----- Text

If anger doesn’t create change, what does?
Is there a better way to create change when we are angry?
Are you really angry with someone, for not being who you want them to be? For not meeting your needs? Not having your values? At work or at home. A relationship that you have some control over?
Here’s the thing.
We think that by being angry with that person. By voicing our anger and disapproval. That they will change. That our anger is a way of control. That by holding onto it, it will be enough to make change happen.
Is that true? Is that likely?
Think about yourself. Are you likely to grow and change in a positive way, if approached in that way? What about others.
Usually, we can encourage people, by recognising the various things they do. Even if it is the smallest thing in the right direction. We show our appreciation for their actions, their behaviours (rather than the outcomes), their consideration.
If we think of ourselves. When someone appreciates us, recognises us, acknowledges us, for an effort we made. Our chests might puff out with pride. We feel good. And we want to do more of that thing.
It might seem hard to begin. We might feel that there is too little, amongst too much. However, if the aim is to make the relationship work. Or at least, see if it can work, long term. Then this might be a useful consideration.

----------
----- Raw data

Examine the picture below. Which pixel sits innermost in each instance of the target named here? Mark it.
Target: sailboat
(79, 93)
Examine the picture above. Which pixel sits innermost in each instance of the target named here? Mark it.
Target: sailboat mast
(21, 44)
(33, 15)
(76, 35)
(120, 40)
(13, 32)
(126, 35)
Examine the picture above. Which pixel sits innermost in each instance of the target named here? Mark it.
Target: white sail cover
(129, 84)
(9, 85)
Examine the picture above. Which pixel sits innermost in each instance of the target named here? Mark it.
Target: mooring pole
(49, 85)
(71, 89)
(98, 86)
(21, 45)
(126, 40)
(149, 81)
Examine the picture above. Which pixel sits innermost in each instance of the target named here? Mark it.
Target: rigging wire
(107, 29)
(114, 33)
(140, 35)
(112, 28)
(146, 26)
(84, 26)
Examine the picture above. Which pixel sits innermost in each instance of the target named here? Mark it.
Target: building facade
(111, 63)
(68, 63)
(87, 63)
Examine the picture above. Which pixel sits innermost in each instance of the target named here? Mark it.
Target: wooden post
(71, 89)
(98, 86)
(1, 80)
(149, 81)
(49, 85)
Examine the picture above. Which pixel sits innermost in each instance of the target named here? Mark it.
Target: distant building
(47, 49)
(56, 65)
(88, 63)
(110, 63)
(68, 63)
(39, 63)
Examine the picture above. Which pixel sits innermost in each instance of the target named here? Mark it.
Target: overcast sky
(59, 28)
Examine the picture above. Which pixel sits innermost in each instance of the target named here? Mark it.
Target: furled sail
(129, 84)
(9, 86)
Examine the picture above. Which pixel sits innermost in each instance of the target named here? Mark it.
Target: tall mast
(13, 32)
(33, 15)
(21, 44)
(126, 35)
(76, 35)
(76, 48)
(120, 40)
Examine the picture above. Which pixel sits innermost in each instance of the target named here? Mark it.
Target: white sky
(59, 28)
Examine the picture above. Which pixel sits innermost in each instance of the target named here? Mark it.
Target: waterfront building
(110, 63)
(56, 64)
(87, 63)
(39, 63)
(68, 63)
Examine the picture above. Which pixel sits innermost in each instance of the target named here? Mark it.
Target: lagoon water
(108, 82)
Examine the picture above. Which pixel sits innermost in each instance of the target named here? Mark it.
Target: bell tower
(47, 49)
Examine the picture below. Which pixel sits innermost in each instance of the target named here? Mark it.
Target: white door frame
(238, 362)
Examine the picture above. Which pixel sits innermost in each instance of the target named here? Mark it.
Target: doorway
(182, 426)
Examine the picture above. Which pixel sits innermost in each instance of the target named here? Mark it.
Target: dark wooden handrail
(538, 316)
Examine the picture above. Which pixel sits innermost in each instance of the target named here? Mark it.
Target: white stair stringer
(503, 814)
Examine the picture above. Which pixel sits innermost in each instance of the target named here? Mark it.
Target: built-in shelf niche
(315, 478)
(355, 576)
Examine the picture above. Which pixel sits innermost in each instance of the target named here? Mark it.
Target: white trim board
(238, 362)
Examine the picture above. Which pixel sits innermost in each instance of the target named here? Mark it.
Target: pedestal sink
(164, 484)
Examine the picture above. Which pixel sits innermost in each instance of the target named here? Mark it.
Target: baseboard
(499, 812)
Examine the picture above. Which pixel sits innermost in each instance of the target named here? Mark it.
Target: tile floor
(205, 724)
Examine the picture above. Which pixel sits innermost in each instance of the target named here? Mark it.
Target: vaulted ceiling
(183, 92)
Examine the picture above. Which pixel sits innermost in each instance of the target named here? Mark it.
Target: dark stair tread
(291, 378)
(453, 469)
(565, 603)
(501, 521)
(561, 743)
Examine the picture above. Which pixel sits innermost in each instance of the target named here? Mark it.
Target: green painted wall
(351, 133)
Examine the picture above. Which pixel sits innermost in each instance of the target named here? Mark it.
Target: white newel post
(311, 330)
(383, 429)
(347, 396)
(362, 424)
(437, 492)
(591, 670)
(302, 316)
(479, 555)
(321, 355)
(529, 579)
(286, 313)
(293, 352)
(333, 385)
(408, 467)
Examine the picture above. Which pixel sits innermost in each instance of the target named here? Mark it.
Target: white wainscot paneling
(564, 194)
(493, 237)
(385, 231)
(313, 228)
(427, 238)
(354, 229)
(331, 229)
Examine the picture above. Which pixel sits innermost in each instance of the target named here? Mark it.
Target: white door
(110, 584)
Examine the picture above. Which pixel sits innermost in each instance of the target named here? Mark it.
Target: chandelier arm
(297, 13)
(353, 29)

----------

• [Instructions for the task] In the text on anger and change, what does it suggest showing appreciation for instead of outcomes?

• [Output for this exercise] People's actions, their behaviours and their consideration.